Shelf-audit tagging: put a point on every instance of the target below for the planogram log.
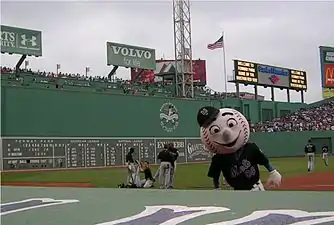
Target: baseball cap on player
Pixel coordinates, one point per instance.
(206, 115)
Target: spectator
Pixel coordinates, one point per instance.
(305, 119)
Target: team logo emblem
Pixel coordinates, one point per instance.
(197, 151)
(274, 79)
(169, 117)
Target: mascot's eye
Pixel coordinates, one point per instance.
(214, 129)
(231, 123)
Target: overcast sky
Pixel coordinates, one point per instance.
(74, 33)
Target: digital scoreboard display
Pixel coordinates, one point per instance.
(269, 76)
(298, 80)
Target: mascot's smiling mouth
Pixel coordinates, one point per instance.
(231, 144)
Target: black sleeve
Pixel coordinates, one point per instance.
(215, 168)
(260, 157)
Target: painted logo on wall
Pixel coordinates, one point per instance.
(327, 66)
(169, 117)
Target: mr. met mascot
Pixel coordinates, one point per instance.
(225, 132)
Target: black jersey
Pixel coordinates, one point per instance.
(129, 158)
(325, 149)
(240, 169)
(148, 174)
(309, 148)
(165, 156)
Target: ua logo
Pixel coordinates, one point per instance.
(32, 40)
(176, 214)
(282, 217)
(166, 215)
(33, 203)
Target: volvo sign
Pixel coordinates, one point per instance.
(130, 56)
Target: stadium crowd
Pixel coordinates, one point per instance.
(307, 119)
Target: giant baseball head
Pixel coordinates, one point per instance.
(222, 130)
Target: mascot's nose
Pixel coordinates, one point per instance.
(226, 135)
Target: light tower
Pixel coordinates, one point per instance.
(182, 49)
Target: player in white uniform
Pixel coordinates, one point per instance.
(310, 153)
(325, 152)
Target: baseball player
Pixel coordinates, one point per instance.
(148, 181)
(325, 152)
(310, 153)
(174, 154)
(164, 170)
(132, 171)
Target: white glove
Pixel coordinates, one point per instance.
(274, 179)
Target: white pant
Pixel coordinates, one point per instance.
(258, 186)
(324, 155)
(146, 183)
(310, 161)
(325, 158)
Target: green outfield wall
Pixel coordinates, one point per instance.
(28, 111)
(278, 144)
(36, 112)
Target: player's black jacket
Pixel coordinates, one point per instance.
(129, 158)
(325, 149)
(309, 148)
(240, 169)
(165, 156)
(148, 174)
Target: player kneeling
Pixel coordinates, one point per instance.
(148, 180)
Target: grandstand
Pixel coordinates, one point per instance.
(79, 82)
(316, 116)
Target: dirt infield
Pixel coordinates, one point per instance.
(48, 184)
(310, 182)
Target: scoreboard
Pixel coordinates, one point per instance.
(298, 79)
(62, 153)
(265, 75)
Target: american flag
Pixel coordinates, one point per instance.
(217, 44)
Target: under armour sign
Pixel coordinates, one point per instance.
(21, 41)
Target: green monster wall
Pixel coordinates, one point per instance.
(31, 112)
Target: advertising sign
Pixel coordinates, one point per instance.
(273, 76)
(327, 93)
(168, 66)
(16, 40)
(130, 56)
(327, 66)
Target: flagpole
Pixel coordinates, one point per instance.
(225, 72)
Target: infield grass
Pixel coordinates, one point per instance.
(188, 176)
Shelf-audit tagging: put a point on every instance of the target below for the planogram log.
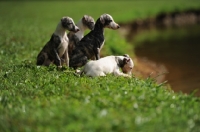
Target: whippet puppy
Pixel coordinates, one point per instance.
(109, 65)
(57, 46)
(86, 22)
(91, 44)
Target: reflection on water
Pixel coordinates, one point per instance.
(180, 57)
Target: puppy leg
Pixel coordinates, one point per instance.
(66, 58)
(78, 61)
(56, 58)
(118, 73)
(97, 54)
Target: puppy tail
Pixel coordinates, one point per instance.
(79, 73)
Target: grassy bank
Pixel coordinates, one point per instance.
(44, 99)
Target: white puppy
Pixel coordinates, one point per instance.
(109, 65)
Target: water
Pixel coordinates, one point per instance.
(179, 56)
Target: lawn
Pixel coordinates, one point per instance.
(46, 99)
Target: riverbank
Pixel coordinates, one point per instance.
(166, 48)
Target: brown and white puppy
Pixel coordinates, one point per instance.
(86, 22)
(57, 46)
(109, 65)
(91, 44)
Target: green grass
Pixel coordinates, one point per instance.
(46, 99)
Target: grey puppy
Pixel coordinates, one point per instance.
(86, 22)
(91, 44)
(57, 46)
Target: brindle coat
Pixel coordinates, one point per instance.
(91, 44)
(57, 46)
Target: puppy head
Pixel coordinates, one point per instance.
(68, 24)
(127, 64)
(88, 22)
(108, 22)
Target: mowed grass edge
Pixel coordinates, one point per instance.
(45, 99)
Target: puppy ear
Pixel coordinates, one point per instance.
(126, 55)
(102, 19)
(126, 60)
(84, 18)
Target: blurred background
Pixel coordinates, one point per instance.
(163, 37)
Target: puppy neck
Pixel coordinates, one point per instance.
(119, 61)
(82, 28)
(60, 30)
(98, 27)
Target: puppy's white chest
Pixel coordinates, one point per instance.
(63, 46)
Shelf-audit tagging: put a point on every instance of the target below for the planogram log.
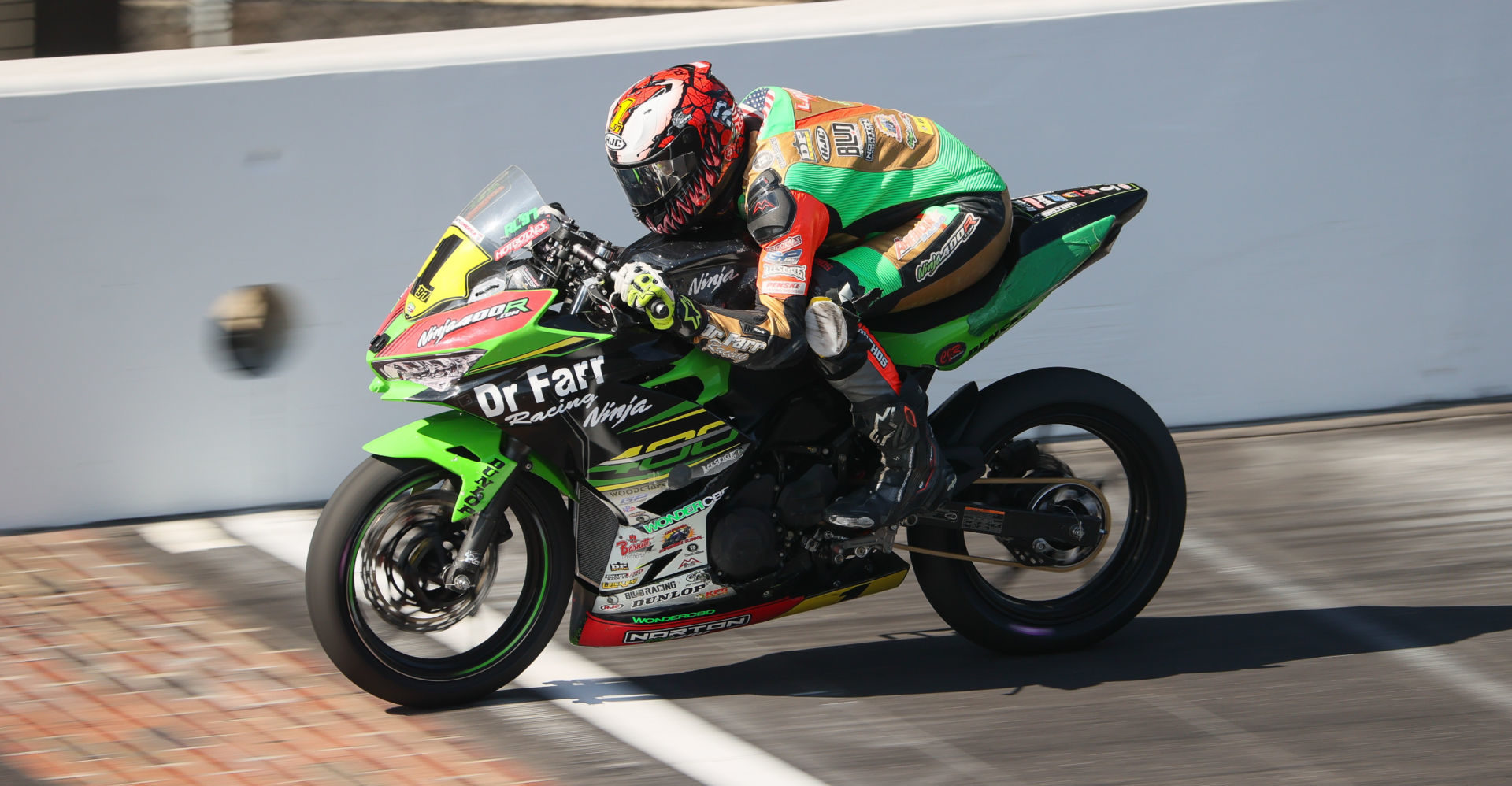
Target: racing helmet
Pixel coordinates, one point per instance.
━━━━━━━━
INSTRUCTIONS TO FOLLOW -
Only the text of the records is to be reproduced exactly; skip the pictures.

FINAL ANSWER -
Shelf-audit tagging: put a point on every instance of the target below for the planogram log.
Target: baseball cap on player
Pixel coordinates, one point per instance.
(206, 115)
Target: spectator
Pixel coordinates, one point per instance.
(305, 119)
Target: team logo emblem
Pixel coordinates, one point per instance.
(197, 151)
(274, 79)
(169, 117)
Target: mascot's eye
Pixel coordinates, one point per instance.
(214, 129)
(231, 123)
Target: overcast sky
Pixel coordinates, one point per instance.
(74, 33)
Target: digital scoreboard display
Pixel coordinates, one point per instance.
(269, 76)
(298, 80)
Target: mascot's smiling mouth
Pixel coordinates, one point per instance.
(231, 144)
Target: black sleeve
Pixel coordinates, one point per instance.
(215, 168)
(260, 157)
Target: painted logo on wall
Pixel coordinates, one point per instance.
(327, 66)
(169, 117)
Target: mr. met mascot
Pixel coordinates, one point per instance.
(225, 132)
Target: black jersey
Pixel coordinates, one point per instance.
(129, 158)
(325, 149)
(240, 169)
(148, 174)
(309, 148)
(165, 156)
Target: ua logo
Pixel coordinates, one point per instance.
(32, 40)
(176, 214)
(282, 217)
(166, 215)
(33, 203)
Target: volvo sign
Pixel coordinates, one point per instance.
(130, 56)
Target: stadium crowd
Pixel coordinates, one point per instance.
(307, 119)
Target: giant baseball head
Pixel coordinates, one point per instance.
(222, 130)
Target: mascot's nose
Pixel coordinates, one point per instance.
(226, 135)
Target: light tower
Pixel coordinates, one point per instance.
(182, 49)
Target: player in white uniform
Pixel coordinates, one point per instance.
(310, 153)
(325, 152)
Target: baseball player
Pixel coordinates, one point per instance.
(148, 181)
(325, 152)
(310, 153)
(174, 154)
(164, 170)
(132, 171)
Target: white glove
Pixel coordinates, one point per instance.
(274, 179)
Target: white pant
Pixel coordinates, one point per instance.
(258, 186)
(324, 155)
(146, 183)
(310, 161)
(325, 158)
Target: green outfield wall
Pixel coordinates, one point per instance.
(28, 111)
(278, 144)
(36, 112)
Target: player's black jacket
Pixel coordinates, one point per instance.
(129, 158)
(325, 149)
(309, 148)
(240, 169)
(165, 156)
(148, 174)
Target: player kneeling
Pixel coordinates, one point per instance.
(148, 180)
Target: grandstand
Pixel coordinates, one point per instance.
(79, 82)
(316, 116)
Target: dirt infield
Pixel coordinates, one point per instance.
(48, 184)
(310, 182)
Target: scoreboard
Pixel coordinates, one point per instance.
(298, 79)
(62, 153)
(265, 75)
Target: american flag
Pixel coordinates, one point per instance.
(217, 44)
Target: under armour sign
Pixel coordinates, one point per instance.
(21, 41)
Target: green monster wall
Pixel coordinates, one point per instance.
(31, 112)
Target: advertising sign
Pixel coordinates, one point per instance.
(273, 76)
(327, 93)
(168, 66)
(16, 40)
(130, 56)
(327, 66)
Target: flagpole
Pixel coordinates, one point per instance.
(225, 72)
Target: infield grass
Pixel coordinates, one point per instance.
(188, 176)
Shelf-audit tagging: put a point on every instance of the target below for the planogram log.
Target: whippet puppy
Pixel coordinates, one point per instance.
(109, 65)
(57, 46)
(86, 22)
(91, 44)
Target: reflection on water
Pixel coordinates, one point per instance.
(180, 57)
Target: puppy leg
Pixel coordinates, one point per instance.
(66, 58)
(78, 61)
(56, 58)
(118, 73)
(97, 54)
Target: puppy tail
Pixel coordinates, one point per instance.
(79, 73)
Target: grassy bank
Pixel coordinates, one point per instance.
(44, 99)
Target: white puppy
Pixel coordinates, one point per instance.
(109, 65)
Target: water
Pixel coordinates, one point per instance.
(179, 56)
Target: lawn
Pixel coordinates, one point per instance.
(46, 99)
Target: riverbank
Pixel coordinates, one point per instance.
(166, 48)
Target: brown and white puppy
Pixel coordinates, one point per instance.
(86, 22)
(57, 46)
(109, 65)
(91, 44)
Target: green grass
Pixel coordinates, one point per instance.
(46, 99)
Target: grey puppy
Pixel coordinates, one point per instance.
(86, 22)
(91, 44)
(57, 46)
Target: brindle coat
Pixel coordinates, one point per instance.
(91, 44)
(57, 46)
Target: puppy head
Pixel coordinates, one point per instance.
(68, 24)
(127, 64)
(88, 22)
(108, 22)
Target: mowed grass edge
Pixel coordinates, one point per instance.
(45, 99)
Target: puppy ear
Pixel coordinates, one point per instance.
(126, 55)
(102, 19)
(126, 60)
(84, 18)
Target: blurred background
Pixel coordinates, one point per instance.
(163, 37)
Target: puppy neck
Pixel coordinates, one point per instance.
(119, 61)
(82, 28)
(60, 30)
(98, 27)
Target: puppy's white chest
Pixel coordinates, one point per instance.
(63, 46)
Shelf-audit tagging: put a point on every instance of the target below for the planogram log.
Target: racing helmet
Pixel coordinates, one point per instance.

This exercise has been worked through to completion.